### Reading text ###

Customize optimizer in PyTorch

In this post, we are gonna implement our own optimizer instead of using built-in pytorch optimizers. Before we dive into implementation details of it, we first need to understand what optimizer in pytorch actually do.

The standard way to use optimizer during training phase can be shown as follow:

optimizer.zero_grad()
output_data = model(input_data)
// compute loss
loss.backward()
optimizer.step()

The optimizer.zero_grad() function makes sure we don't mix up different batches' gradient values. The loss.backward() performs the back-propagation algorithm, computes every tensor's gradient, and stores it into the grad attribute. The optimizer.step() will access the grad attribute in every tensor and apply a specific optimization algorithm to update the model's parameters.


Programming model

To create our own optimizer, we need to inheret from from torch.optim import Optimizer and reimplement 2 methods.

  • __init__(): defind your own optimizer's hyper parameters
  • step(): implementation of the algorithm

Here is the code template that we can follow:

class CustomOpt(Optimizer):
    def __init__(
            self,
            params: Iterable[torch.nn.parameter.Parameter],
            lr: float = 1e-3,
            betas: Tuple[float, float] = (0.9, 0.999),
            eps: float = 1e-6,
            weight_decay: float = 0.0,
            correct_bias: bool = True,
    ):
        if lr < 0.0:
            raise ValueError("Invalid learning rate: {} - should be >= 0.0".format(lr))
        if not 0.0 <= betas[0] < 1.0:
            raise ValueError("Invalid beta parameter: {} - should be in [0.0, 1.0[".format(betas[0]))
        if not 0.0 <= betas[1] < 1.0:
            raise ValueError("Invalid beta parameter: {} - should be in [0.0, 1.0[".format(betas[1]))
        if not 0.0 <= eps:
            raise ValueError("Invalid epsilon value: {} - should be >= 0.0".format(eps))
        defaults = dict(lr=lr, betas=betas, eps=eps, weight_decay=weight_decay, correct_bias=correct_bias)
        super().__init__(params, defaults)

    def step(self, closure: Callable = None):
        loss = None
        if closure is not None:
            loss = closure()

        for group in self.param_groups:
            for p in group["params"]:
                if p.grad is None:
                    continue
                grad = p.grad.data
                if grad.is_sparse:
                    raise RuntimeError("Adam does not support sparse gradients, please consider SparseAdam instead")

                # State should be stored in this dictionary.
                state = self.state[p]

                # Access hyperparameters from the `group` dictionary.

### Records provided ###

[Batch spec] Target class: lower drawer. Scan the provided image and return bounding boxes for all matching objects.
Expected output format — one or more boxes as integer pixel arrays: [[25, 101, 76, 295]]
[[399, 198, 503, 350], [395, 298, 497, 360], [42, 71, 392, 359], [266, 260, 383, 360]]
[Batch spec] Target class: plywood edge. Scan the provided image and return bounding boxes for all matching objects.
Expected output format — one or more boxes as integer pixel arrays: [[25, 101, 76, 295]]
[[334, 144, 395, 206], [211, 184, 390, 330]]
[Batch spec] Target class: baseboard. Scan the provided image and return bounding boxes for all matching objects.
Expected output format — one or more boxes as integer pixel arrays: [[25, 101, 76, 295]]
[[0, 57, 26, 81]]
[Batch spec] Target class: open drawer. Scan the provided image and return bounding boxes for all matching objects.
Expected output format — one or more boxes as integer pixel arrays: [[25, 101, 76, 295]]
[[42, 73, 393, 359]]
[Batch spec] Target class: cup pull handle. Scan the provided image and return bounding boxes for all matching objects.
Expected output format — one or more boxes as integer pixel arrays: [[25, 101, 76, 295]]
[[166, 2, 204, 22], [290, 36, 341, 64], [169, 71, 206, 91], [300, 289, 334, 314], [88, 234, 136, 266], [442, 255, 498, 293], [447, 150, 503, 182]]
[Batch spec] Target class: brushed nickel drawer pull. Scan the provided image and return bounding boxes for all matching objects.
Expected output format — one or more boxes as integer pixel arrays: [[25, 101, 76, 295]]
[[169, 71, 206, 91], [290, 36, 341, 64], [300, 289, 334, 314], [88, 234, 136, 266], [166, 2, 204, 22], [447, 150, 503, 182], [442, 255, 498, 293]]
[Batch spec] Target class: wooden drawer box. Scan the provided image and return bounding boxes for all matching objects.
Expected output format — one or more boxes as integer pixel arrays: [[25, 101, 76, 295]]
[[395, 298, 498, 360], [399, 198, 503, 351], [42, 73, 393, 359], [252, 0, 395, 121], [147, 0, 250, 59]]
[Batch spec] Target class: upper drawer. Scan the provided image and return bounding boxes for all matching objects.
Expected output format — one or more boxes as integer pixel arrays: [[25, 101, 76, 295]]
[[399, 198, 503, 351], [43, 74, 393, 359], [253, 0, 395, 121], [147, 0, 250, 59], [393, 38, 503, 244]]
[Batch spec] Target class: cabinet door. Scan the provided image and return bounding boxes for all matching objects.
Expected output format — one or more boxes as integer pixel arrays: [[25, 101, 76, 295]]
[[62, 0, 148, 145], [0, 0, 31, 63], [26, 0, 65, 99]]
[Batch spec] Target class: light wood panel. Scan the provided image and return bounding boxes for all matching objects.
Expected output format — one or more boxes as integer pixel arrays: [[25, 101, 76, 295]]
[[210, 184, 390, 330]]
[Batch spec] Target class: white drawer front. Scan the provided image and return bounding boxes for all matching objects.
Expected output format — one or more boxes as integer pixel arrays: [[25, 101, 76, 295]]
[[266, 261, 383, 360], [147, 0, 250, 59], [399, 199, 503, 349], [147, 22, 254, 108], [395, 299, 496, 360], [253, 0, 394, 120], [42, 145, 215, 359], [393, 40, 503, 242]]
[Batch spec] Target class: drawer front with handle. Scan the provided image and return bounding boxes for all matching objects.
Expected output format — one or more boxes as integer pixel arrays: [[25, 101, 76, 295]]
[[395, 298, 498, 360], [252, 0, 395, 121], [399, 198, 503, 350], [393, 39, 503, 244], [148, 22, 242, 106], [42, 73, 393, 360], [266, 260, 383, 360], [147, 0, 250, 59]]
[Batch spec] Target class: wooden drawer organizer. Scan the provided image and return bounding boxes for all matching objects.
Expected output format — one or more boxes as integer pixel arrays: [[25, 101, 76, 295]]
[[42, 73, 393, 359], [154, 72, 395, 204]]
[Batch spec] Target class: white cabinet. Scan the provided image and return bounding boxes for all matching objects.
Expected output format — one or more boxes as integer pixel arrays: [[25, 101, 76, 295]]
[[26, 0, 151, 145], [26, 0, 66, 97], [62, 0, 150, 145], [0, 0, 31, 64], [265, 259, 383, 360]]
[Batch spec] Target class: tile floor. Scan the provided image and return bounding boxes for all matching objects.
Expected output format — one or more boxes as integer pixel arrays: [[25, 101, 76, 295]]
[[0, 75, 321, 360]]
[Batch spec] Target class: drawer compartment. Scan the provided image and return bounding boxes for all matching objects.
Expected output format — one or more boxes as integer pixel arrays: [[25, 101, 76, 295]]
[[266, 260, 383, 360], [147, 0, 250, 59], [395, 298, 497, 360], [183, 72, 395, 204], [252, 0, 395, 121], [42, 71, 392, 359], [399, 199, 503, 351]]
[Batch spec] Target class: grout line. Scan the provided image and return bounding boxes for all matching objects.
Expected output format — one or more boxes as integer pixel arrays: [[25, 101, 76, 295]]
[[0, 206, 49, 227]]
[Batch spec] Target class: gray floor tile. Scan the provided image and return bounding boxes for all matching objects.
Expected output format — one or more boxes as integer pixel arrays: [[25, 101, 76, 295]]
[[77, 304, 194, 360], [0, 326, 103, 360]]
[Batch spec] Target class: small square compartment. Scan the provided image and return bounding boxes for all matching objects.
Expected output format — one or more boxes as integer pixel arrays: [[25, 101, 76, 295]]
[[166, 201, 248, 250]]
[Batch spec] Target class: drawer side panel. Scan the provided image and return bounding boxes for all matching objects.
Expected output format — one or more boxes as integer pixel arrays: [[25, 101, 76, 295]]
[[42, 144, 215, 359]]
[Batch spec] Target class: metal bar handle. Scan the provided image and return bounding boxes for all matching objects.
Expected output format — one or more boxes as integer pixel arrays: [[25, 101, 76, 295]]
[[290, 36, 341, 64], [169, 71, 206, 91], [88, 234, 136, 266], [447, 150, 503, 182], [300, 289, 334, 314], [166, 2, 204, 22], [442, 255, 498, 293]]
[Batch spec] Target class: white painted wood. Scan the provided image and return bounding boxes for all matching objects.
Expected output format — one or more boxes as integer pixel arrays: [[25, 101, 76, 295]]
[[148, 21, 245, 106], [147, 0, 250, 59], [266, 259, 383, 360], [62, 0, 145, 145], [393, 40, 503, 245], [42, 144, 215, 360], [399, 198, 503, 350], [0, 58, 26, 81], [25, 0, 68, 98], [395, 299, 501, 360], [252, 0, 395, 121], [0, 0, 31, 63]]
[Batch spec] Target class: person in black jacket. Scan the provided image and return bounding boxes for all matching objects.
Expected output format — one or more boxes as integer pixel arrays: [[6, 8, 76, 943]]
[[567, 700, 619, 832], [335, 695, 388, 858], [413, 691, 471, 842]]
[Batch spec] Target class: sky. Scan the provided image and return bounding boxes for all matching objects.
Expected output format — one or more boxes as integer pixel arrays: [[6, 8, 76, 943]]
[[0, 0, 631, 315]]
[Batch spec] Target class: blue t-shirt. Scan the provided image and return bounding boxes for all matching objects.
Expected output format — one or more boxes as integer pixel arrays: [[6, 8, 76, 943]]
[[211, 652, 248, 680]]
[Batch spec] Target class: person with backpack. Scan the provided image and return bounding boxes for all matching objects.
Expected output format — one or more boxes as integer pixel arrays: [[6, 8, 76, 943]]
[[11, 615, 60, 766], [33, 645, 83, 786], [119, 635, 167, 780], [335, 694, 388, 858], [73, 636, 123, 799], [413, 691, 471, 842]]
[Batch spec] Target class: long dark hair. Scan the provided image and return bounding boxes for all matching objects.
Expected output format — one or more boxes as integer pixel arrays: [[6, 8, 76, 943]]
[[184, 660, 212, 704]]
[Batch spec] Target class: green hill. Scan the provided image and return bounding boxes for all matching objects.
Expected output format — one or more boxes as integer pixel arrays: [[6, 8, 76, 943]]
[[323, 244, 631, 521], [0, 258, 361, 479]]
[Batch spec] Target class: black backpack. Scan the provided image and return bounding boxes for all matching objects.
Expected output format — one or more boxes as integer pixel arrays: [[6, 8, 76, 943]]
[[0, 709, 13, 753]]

###

[Required actions]:
1. Please reproduce the stretch of the post on custom PyTorch optimizers from "output_data = model(input_data)" through "reimplement 2 methods.".
2. According to the post on custom PyTorch optimizers, which two methods must be reimplemented when inheriting from Optimizer?
3. Pick up the post on custom PyTorch optimizers at the point where it stops, and carry it on.

[Outputs]:
1.
output_data = model(input_data)
// compute loss
loss.backward()
optimizer.step()

The optimizer.zero_grad() function makes sure we don't mix up different batches' gradient values. The loss.backward() performs the back-propagation algorithm, computes every tensor's gradient, and stores it into the grad attribute. The optimizer.step() will access the grad attribute in every tensor and apply a specific optimization algorithm to update the model's parameters.


Programming model

To create our own optimizer, we need to inheret from from torch.optim import Optimizer and reimplement 2 methods.

2. __init__() and step()

3.
                alpha = group["lr"]
                
        return loss


init method

To instantiate an optimizer, we need input some parameters. Since customized optimizer is inherited from Optimizer, we must input iteratable model parameters and some hyper parameters like learning rate, moment or some logical flag to control the behavior when optimizing.

We also do some correctness check here to ensure input values land in right place.


step method

In this function, when we want to perform optimization scheme we need first iterate over param_groups.

You may curious about what is param_groups. Well, in PyTorch, param_groups is an attribute of an optimizer object that contains all the parameter groups. These groups are dictionaries specifying different sections of parameters in your model that can have distinct learning rates, weight decay, etc. It's useful when you want to apply specific optimization strategies to different parts of the model.

Here is an example of how param_groups are set up and used in a PyTorch optimizer:

import torch

# Simple model with two parameters
model = torch.nn.Sequential(
    torch.nn.Linear(10, 5),
    torch.nn.ReLU(),
    torch.nn.Linear(5, 2)
)

# Accessing all parameters of the model
all_params = model.parameters()

# Creating the optimizer with default parameter group
optimizer = torch.optim.SGD(all_params, lr=0.01)

# Suppose we want to set a different learning rate for the first and second layers
layer1_params = model[0].parameters()
layer2_params = model[2].parameters()

# Creating a new optimizer with multiple parameter groups
custom_optimizer = torch.optim.SGD([
    {'params': layer1_params, 'lr': 0.01},
    {'params': layer2_params, 'lr': 0.02}  # Different learning rate for the second layer
])

# Accessing parameter groups
for param_group in custom_optimizer.param_groups:
    print(param_group['lr'])  # This will print 0.01 for the first group and 0.02 for the second group

In the above example, custom_optimizer is set up with different learning rates for different layers of the model. This is achieved using param_groups. Each element in param_groups is a dictionary representing a single group of parameters, where you can individually adjust settings such as the learning rate.

When we call optimizer.step()

def step(self, closure: Callable = None):
    for group in self.param_groups:
        for p in group["params"]:
            # Access hyperparameters from the `group` dictionary.
            alpha = group["lr"]
            # We can access specific learning rate we set before within this group
            
    return loss

So it basically provides a convenient interface to customize our model learning process.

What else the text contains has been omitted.